- **Extract**
Preservation of Cell Surface Biosignatures of Halophilic Microorganisms Exposed to Space Radiation on Exocube – ExocubeHalo

If life exists or has existed elsewhere in the solar system it was likely as microorganisms. Exobiology studies to date have therefore focussed primarily on the habitable range of conditions tolerated by terrestrial microorganisms using binary measures of survival (live/dead). Now a new era of research seeks to identify the biosignatures of past and present life, both on Earth and on other planetary bodies. This necessitates moving beyond these binary measures to more detailed biochemical models of precisely how microorganisms are able to survive under different conditions, and what 'biosignatures' are left behind by dead cells.
Refining the search for life requires certain conditions to be met: (i) widely recognizable basic biological structures essential to cell function with a high preservation potential, (ii) geological context compatible with protecting viable microorganisms and preserving their biosignatures, and (iii) ubiquitous environmental conditions common to many different planetary bodies including Earth to focus the search on areas of highest potential.
High-salt environments provide the perfect geobiological context for protecting extant life and preserving biosignatures of past life. High salt environments are ubiquitous in the solar system, with evaporite salts such as halite (NaCl) found everywhere from Earth to Mars to meteorites. Halite also provides some protection against solar radiation. Microscopic fluid inclusions within halite are known to host and preserve not only organic molecules but also viable microorganisms (halophilic archaea) over geological timescales. In addition to survival as “living fossils” within the fluid inclusions of halite, the cell envelopes (cell wall and membrane) of halophilic archaea have a particularly high potential for geobiological preservation. However, little is currently understood about the effects of solar radiation on the biochemistry of microbial cell envelopes under high salt conditions, including both the potential protective effects of halite for living halophiles and the potential preserving effects on biosignatures of dead microbial cells.

- **Listed entries**
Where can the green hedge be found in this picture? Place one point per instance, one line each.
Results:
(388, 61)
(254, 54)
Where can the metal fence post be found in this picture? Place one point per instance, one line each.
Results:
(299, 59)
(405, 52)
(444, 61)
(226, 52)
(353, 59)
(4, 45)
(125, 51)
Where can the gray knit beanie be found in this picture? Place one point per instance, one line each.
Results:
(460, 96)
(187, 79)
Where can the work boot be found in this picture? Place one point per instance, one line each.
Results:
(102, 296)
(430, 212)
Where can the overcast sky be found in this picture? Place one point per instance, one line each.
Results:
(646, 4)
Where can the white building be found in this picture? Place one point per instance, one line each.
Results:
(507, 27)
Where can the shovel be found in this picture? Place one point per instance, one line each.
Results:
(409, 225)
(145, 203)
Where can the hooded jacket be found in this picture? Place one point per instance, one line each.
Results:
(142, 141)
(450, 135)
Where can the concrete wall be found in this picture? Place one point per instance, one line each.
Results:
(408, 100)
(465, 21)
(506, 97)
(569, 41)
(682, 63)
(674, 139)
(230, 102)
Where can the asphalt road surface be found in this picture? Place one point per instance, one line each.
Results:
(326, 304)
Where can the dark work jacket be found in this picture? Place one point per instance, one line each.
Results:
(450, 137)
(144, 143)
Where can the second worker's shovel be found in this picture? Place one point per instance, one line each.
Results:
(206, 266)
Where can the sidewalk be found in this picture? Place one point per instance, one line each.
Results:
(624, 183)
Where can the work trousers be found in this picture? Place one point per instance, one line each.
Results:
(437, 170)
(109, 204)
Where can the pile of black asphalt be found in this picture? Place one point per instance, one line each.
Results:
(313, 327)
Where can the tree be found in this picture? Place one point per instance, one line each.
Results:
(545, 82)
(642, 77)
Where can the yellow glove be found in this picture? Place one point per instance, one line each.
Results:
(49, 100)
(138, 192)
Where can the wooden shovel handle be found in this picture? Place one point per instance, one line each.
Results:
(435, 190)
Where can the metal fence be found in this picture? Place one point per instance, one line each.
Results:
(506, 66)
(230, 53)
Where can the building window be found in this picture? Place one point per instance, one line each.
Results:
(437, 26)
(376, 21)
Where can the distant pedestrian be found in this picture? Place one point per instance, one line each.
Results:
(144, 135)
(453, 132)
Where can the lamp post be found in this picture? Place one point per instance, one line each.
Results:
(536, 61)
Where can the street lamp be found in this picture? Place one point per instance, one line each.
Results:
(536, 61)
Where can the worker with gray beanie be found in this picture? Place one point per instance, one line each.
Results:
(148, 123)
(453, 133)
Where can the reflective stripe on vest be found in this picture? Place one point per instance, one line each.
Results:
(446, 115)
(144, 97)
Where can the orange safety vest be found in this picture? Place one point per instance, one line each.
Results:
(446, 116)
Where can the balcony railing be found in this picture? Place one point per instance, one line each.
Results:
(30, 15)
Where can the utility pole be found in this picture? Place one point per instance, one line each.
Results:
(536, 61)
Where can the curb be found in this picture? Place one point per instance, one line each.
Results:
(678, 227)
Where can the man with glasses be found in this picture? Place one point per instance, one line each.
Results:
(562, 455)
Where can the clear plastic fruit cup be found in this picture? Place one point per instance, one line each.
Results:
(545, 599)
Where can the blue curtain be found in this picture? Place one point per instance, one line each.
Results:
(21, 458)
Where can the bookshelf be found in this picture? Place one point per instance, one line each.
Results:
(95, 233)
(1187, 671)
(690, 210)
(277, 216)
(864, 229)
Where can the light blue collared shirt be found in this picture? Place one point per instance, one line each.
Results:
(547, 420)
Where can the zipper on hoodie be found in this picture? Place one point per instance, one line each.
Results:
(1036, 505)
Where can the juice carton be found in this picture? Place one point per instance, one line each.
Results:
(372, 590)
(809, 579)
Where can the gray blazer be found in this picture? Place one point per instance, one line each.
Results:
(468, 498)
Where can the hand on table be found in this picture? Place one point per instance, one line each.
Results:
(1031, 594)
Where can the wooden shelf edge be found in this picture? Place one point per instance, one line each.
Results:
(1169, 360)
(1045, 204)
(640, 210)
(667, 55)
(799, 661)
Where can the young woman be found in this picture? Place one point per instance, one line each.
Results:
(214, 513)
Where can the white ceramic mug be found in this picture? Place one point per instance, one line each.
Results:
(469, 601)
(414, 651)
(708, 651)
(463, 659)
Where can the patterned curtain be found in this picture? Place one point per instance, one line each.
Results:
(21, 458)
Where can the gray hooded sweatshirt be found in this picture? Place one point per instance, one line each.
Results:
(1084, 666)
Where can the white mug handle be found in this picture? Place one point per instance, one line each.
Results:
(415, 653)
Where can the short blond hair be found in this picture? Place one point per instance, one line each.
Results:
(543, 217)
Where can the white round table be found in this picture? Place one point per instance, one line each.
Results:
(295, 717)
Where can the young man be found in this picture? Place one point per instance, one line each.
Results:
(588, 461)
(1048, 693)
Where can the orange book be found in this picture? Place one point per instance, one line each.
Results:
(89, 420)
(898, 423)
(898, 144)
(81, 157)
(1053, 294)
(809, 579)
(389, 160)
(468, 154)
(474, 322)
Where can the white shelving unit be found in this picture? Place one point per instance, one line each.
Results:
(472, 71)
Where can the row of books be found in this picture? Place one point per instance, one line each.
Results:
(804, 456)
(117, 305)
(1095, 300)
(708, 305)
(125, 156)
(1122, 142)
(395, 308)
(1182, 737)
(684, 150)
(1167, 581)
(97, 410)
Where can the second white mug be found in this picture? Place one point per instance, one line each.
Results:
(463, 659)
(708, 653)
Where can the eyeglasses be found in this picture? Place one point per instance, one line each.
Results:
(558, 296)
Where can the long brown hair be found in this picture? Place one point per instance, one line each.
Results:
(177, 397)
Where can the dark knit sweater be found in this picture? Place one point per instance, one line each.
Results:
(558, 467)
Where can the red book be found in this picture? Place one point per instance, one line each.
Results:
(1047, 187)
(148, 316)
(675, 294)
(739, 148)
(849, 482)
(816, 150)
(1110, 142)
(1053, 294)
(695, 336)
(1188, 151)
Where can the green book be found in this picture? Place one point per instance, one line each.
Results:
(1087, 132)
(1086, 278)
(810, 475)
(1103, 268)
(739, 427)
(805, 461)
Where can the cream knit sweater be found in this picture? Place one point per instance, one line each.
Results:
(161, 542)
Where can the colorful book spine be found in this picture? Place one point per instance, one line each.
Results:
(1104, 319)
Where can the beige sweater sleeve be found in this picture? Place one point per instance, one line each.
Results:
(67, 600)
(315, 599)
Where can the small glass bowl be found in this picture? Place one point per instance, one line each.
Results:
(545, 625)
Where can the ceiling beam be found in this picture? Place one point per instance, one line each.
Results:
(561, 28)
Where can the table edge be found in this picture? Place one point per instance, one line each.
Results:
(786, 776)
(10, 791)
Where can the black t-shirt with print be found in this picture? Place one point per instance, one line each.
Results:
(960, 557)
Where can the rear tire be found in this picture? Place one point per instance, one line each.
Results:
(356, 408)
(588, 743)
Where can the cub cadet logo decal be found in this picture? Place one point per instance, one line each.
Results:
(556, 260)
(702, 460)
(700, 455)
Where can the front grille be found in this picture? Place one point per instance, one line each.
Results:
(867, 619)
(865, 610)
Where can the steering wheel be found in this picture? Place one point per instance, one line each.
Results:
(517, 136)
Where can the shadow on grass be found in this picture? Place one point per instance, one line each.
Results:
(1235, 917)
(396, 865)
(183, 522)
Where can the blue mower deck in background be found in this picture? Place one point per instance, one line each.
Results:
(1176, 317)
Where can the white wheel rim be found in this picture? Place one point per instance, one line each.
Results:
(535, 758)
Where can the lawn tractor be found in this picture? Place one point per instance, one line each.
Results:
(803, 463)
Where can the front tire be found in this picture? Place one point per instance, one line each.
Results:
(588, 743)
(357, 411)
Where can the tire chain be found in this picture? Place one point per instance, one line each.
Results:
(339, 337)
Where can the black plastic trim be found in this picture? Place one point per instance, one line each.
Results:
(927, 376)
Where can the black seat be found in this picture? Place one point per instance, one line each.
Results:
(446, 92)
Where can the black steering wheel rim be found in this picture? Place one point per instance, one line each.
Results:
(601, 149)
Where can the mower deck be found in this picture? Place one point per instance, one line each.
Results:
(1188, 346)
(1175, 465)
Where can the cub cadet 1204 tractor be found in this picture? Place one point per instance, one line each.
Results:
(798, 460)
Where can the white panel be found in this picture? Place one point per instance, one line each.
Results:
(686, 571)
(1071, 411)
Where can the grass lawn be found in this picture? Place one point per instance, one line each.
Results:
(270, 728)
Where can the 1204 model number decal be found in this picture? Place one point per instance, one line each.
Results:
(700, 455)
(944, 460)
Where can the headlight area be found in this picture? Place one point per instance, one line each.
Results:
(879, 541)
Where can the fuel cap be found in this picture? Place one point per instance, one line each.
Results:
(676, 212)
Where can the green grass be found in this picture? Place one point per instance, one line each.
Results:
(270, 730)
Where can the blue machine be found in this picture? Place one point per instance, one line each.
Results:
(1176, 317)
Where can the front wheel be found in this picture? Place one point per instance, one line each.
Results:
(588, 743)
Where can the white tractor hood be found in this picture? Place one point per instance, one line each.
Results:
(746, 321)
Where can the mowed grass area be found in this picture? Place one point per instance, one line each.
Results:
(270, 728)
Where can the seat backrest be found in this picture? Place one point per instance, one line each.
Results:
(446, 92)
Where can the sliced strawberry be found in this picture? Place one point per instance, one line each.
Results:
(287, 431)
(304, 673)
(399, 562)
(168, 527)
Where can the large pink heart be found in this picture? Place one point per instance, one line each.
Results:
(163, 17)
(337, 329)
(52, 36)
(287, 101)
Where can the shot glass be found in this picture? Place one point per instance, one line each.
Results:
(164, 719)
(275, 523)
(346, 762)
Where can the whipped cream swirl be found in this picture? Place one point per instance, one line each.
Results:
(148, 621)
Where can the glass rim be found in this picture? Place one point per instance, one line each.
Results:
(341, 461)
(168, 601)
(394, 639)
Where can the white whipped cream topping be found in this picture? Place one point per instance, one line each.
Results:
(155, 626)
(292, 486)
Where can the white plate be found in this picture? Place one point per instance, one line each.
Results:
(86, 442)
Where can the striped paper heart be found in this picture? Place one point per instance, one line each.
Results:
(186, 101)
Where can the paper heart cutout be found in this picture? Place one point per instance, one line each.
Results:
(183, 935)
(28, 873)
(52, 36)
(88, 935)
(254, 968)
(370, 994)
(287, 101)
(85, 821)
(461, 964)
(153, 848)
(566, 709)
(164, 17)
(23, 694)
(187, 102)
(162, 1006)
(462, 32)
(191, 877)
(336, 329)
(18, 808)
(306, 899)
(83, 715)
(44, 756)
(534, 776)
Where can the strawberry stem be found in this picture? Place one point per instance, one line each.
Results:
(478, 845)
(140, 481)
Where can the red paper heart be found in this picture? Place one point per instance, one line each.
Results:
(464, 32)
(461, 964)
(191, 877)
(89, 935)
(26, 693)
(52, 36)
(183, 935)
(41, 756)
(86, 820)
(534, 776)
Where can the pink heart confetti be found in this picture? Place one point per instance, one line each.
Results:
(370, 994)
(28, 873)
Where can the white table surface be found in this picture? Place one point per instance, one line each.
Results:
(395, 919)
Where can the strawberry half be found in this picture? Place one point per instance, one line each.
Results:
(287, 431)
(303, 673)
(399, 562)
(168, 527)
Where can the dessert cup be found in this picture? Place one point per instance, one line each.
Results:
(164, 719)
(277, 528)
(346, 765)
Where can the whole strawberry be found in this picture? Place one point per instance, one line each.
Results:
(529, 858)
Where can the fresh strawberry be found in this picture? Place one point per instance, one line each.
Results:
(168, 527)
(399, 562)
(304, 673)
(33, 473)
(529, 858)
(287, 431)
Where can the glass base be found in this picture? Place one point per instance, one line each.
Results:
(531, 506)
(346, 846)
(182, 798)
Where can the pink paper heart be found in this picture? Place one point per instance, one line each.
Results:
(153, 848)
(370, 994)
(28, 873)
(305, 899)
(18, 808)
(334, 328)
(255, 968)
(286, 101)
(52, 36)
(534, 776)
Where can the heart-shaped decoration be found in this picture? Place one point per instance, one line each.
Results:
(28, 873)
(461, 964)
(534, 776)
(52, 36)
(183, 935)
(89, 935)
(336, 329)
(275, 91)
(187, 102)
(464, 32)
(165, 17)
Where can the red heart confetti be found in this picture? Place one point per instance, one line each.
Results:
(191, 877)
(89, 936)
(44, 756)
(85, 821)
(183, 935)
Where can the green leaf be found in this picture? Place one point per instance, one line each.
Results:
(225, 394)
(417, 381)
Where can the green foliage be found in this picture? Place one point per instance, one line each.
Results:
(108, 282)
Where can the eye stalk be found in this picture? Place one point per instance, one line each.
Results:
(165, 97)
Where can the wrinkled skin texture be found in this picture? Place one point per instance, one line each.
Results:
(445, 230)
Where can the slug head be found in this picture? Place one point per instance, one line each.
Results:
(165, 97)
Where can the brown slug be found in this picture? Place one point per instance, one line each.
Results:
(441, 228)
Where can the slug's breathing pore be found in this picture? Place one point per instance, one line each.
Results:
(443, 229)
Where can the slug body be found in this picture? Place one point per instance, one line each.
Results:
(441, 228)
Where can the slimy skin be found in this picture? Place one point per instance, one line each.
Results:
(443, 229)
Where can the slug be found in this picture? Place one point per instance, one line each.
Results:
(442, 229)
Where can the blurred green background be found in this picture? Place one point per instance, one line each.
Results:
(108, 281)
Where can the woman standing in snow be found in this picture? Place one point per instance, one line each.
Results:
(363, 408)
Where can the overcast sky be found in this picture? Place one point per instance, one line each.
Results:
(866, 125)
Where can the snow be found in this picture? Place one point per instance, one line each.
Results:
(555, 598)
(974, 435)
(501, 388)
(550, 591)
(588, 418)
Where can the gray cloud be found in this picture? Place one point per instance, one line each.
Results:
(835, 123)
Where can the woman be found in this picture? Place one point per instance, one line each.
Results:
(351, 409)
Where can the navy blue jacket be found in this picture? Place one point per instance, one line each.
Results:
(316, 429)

- **Your goal**
Copy out the full ExocubeHalo description above, word for word, from its title through its last sentence.

- **Exercise answer**
Preservation of Cell Surface Biosignatures of Halophilic Microorganisms Exposed to Space Radiation on Exocube – ExocubeHalo

If life exists or has existed elsewhere in the solar system it was likely as microorganisms. Exobiology studies to date have therefore focussed primarily on the habitable range of conditions tolerated by terrestrial microorganisms using binary measures of survival (live/dead). Now a new era of research seeks to identify the biosignatures of past and present life, both on Earth and on other planetary bodies. This necessitates moving beyond these binary measures to more detailed biochemical models of precisely how microorganisms are able to survive under different conditions, and what 'biosignatures' are left behind by dead cells.
Refining the search for life requires certain conditions to be met: (i) widely recognizable basic biological structures essential to cell function with a high preservation potential, (ii) geological context compatible with protecting viable microorganisms and preserving their biosignatures, and (iii) ubiquitous environmental conditions common to many different planetary bodies including Earth to focus the search on areas of highest potential.
High-salt environments provide the perfect geobiological context for protecting extant life and preserving biosignatures of past life. High salt environments are ubiquitous in the solar system, with evaporite salts such as halite (NaCl) found everywhere from Earth to Mars to meteorites. Halite also provides some protection against solar radiation. Microscopic fluid inclusions within halite are known to host and preserve not only organic molecules but also viable microorganisms (halophilic archaea) over geological timescales. In addition to survival as “living fossils” within the fluid inclusions of halite, the cell envelopes (cell wall and membrane) of halophilic archaea have a particularly high potential for geobiological preservation. However, little is currently understood about the effects of solar radiation on the biochemistry of microbial cell envelopes under high salt conditions, including both the potential protective effects of halite for living halophiles and the potential preserving effects on biosignatures of dead microbial cells.